##### ENTRIES

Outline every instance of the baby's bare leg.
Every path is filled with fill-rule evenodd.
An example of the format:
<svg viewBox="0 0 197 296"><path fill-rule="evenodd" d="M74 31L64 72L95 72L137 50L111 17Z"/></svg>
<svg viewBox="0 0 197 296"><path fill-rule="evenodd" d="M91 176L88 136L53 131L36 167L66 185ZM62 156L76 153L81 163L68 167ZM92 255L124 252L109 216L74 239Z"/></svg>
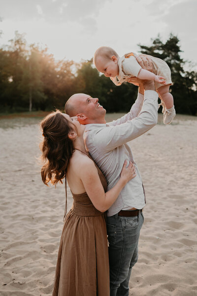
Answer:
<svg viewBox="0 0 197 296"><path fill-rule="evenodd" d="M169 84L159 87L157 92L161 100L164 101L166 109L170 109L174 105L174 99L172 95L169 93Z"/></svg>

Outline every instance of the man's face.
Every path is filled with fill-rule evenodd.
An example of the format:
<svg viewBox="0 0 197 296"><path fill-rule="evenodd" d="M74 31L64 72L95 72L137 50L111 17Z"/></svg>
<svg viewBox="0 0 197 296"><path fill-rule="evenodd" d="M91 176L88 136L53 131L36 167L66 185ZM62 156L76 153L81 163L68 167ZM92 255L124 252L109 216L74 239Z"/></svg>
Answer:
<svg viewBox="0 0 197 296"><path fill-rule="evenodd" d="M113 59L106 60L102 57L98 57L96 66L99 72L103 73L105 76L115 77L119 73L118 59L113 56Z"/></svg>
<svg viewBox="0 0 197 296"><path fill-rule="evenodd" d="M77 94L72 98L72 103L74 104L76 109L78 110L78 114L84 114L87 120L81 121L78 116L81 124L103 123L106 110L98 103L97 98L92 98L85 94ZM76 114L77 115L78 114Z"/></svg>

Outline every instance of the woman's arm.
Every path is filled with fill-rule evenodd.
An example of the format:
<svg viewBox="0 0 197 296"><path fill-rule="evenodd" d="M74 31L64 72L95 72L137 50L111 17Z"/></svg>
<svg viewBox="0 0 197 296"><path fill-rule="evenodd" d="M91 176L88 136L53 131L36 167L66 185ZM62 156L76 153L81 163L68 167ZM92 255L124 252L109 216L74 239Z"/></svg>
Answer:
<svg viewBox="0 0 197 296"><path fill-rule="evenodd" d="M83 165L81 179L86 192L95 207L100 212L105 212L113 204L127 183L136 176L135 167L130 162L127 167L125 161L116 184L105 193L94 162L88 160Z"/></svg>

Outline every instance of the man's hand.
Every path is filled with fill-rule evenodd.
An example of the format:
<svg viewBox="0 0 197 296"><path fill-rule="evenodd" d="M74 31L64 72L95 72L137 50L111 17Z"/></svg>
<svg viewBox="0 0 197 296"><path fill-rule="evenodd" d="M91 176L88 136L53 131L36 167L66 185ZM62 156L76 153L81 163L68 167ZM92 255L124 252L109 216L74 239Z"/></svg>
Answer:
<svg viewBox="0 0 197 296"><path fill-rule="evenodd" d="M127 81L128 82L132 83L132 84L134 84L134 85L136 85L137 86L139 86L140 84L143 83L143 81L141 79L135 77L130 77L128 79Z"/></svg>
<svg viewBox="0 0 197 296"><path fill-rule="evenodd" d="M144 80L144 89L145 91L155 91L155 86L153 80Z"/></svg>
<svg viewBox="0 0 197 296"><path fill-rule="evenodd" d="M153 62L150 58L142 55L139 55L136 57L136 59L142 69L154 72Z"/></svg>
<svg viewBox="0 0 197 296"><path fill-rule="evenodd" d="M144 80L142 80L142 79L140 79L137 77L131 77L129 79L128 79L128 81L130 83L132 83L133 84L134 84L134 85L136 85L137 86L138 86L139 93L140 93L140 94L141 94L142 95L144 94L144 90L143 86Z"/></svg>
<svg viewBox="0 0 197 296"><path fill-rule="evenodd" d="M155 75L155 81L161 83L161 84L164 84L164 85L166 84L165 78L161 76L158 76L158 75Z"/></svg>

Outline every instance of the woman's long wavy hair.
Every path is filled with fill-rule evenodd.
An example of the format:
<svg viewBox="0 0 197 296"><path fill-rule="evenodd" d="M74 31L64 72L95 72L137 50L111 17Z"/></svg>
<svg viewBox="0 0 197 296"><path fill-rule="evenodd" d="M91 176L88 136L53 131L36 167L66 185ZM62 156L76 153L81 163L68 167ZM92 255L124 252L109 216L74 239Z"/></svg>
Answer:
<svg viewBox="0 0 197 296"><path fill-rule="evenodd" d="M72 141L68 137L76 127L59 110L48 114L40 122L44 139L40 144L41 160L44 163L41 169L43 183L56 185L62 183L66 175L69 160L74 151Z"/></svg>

##########
##### ENTRIES

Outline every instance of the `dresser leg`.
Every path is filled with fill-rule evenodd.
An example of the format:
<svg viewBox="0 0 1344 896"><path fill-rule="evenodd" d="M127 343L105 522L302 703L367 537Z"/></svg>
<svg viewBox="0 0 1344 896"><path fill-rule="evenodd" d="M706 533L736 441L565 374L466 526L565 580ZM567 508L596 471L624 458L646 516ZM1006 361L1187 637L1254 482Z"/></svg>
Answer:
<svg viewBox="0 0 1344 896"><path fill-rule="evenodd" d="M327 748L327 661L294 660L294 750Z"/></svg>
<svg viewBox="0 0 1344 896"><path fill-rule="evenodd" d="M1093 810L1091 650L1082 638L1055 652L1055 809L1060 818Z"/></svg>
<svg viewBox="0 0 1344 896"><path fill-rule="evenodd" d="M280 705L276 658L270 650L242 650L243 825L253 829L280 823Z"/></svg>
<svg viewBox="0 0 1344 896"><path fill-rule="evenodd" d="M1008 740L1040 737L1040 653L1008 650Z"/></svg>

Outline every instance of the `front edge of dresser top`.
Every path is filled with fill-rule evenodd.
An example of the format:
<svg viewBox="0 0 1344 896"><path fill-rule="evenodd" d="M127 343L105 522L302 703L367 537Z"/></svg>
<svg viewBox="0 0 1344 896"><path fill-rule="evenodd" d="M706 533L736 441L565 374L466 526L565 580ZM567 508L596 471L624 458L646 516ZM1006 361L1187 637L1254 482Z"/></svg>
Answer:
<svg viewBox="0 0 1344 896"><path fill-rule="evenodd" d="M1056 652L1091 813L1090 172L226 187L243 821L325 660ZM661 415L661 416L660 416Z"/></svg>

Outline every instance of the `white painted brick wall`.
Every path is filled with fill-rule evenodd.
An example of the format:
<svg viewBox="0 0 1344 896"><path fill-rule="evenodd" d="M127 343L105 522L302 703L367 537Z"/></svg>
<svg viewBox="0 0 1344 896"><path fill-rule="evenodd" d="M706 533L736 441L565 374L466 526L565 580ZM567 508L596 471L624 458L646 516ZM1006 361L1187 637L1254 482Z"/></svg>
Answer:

##########

* **TASK DESCRIPTION**: Reproduce the lines of the items above, from the line containing "Outline every instance of the woman's arm." up to and including the line containing "165L81 179L86 192L95".

* **EXERCISE RESPONSE**:
Outline every instance of the woman's arm.
Every path is filled with fill-rule evenodd.
An example of the format:
<svg viewBox="0 0 197 296"><path fill-rule="evenodd" d="M74 31L64 72L95 72L137 50L111 17Z"/></svg>
<svg viewBox="0 0 197 296"><path fill-rule="evenodd" d="M91 176L88 136L53 131L36 167L66 185ZM62 156L76 153L81 163L68 167ZM92 255L124 252L109 216L74 239Z"/></svg>
Answer:
<svg viewBox="0 0 197 296"><path fill-rule="evenodd" d="M83 165L81 179L86 192L95 207L100 212L105 212L113 204L127 183L136 176L135 167L130 162L127 167L125 161L116 184L105 193L94 162L88 160Z"/></svg>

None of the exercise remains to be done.